▸ TASK TO CARRY OUT
The data below must be copied in full and without any change.

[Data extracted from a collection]
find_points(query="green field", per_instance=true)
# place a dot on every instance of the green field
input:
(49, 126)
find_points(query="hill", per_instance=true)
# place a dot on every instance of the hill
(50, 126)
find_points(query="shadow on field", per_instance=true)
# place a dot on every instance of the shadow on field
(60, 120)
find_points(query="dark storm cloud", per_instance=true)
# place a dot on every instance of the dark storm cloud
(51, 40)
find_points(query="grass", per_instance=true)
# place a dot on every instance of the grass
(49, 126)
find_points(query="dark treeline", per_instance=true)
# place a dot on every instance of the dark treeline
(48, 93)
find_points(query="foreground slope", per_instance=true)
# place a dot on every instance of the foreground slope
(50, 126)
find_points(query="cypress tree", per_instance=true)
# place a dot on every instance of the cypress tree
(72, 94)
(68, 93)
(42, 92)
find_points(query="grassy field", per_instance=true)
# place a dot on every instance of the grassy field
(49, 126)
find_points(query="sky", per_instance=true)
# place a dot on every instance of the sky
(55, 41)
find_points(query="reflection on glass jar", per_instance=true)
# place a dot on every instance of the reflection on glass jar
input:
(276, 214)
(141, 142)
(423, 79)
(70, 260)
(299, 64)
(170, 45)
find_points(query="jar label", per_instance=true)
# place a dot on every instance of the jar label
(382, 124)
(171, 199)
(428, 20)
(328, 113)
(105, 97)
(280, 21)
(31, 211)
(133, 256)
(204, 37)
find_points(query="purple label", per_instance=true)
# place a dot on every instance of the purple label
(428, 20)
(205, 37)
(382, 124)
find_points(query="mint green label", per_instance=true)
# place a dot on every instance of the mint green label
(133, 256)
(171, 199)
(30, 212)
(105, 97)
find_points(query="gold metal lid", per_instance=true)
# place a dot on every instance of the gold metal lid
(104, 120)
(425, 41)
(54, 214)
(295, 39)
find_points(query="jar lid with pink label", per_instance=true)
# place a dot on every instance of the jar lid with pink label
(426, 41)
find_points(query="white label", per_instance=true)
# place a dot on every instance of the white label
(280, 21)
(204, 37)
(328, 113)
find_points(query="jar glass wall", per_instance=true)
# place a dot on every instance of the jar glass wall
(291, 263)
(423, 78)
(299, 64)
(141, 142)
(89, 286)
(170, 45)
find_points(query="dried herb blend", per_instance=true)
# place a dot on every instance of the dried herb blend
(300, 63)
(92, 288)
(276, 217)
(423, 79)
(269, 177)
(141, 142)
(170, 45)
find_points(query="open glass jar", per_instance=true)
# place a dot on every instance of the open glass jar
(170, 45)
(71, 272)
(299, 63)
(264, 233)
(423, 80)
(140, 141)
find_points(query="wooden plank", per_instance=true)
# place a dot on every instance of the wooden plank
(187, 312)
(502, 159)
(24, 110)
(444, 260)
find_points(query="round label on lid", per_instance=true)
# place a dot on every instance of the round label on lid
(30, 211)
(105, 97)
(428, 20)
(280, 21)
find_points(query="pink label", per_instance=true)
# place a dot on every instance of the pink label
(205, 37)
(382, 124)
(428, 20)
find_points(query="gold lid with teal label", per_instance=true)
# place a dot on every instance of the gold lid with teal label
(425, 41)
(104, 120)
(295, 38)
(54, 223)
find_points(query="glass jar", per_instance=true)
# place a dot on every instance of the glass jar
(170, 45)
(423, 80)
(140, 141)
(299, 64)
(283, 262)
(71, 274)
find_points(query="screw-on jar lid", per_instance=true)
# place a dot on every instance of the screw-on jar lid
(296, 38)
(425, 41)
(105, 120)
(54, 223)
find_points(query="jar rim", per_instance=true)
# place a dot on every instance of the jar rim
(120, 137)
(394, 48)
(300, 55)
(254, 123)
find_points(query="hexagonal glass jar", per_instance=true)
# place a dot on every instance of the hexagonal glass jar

▸ THE OUTPUT
find_points(query="green field", per_instance=true)
# place a dot on every instance of the green field
input:
(49, 126)
find_points(query="hill", per_instance=true)
# place a dot on every instance of the hill
(50, 126)
find_points(query="shadow on field", per_instance=true)
# place a dot on every instance of the shadow on field
(60, 120)
find_points(query="dark storm cloud", per_instance=true)
# place a dot on every instance of the dark storm cloud
(51, 40)
find_points(query="grass", per_instance=true)
# place a dot on every instance of the grass
(49, 126)
find_points(query="dark treeline", per_instance=true)
# place a dot on every instance of the dark treeline
(48, 93)
find_points(query="foreground slope", per_instance=true)
# place a dot on every instance of the foreground slope
(50, 126)
find_points(query="cypress tree", per_instance=true)
# place a dot on every instance of the cypress tree
(72, 94)
(68, 93)
(42, 92)
find_points(query="grassy field", per_instance=true)
# place a dot on every instance of the grassy field
(49, 126)
find_points(query="sky", per_instance=true)
# place a dot on every instance of the sky
(55, 41)
find_points(query="reflection on glass jar", per_instance=true)
# place a dot on every instance of the reflection on glass jar
input:
(276, 214)
(141, 142)
(423, 79)
(70, 260)
(299, 64)
(170, 45)
find_points(query="jar label", per_instance=true)
# place a dot on every instance of the jar label
(382, 124)
(171, 199)
(428, 20)
(328, 113)
(105, 97)
(280, 21)
(31, 211)
(133, 256)
(204, 37)
find_points(query="purple label", per_instance=true)
# place a dot on every instance of the purple label
(428, 20)
(205, 37)
(382, 124)
find_points(query="mint green label", per_instance=true)
# place a dot on every instance of the mint green label
(133, 256)
(171, 199)
(30, 212)
(105, 97)
find_points(query="gold metal lid", per_instance=true)
# place a dot on every instance of the gold metal lid
(104, 120)
(425, 41)
(54, 214)
(295, 39)
find_points(query="jar lid with pink label", per_instance=true)
# place a dot on every instance of the jar lid with pink label
(426, 41)
find_points(query="white label", per_instance=true)
# place a dot on every instance of the white label
(280, 21)
(204, 37)
(328, 113)
find_points(query="jar glass wall", per_instance=true)
# place a dot on every instance of the jar glass wall
(291, 263)
(423, 78)
(299, 64)
(141, 142)
(89, 286)
(170, 45)
find_points(query="dried herb blend", per_instance=true)
# place a dot on every instance of the dried herb blend
(300, 63)
(92, 288)
(276, 217)
(423, 79)
(269, 177)
(141, 142)
(170, 45)
find_points(query="open glass jar", per_instance=true)
# place a dot on every instance of the open glass jar
(170, 45)
(71, 272)
(299, 63)
(264, 233)
(423, 80)
(140, 141)
find_points(query="wooden plank", per_instance=true)
# place a dot on every instance of the wooden plank
(187, 312)
(502, 159)
(24, 110)
(444, 260)
find_points(query="round label on lid", per_instance=true)
# place a dot on every instance of the round label on lid
(30, 211)
(105, 97)
(428, 20)
(280, 21)
find_points(query="pink label", per_instance=true)
# place a dot on every instance of the pink label
(205, 37)
(382, 124)
(428, 20)
find_points(query="gold lid with teal label", per_instance=true)
# place a dot on every instance of the gold lid with teal label
(425, 41)
(104, 120)
(295, 38)
(54, 223)
find_points(query="glass jar", per_instance=true)
# place a dot on every instance of the glass jar
(170, 45)
(423, 80)
(140, 141)
(299, 64)
(283, 262)
(71, 274)
find_points(query="screw-on jar lid", per_instance=true)
# place a dot on every instance of the screw-on jar lid
(296, 38)
(425, 41)
(105, 120)
(54, 223)
find_points(query="jar rim", per_instance=true)
# place a dot on every instance of the jar rim
(120, 137)
(394, 48)
(300, 55)
(254, 123)
find_points(query="hexagonal glass jar", per_instance=true)
# place a dot on every instance of the hexagonal glass jar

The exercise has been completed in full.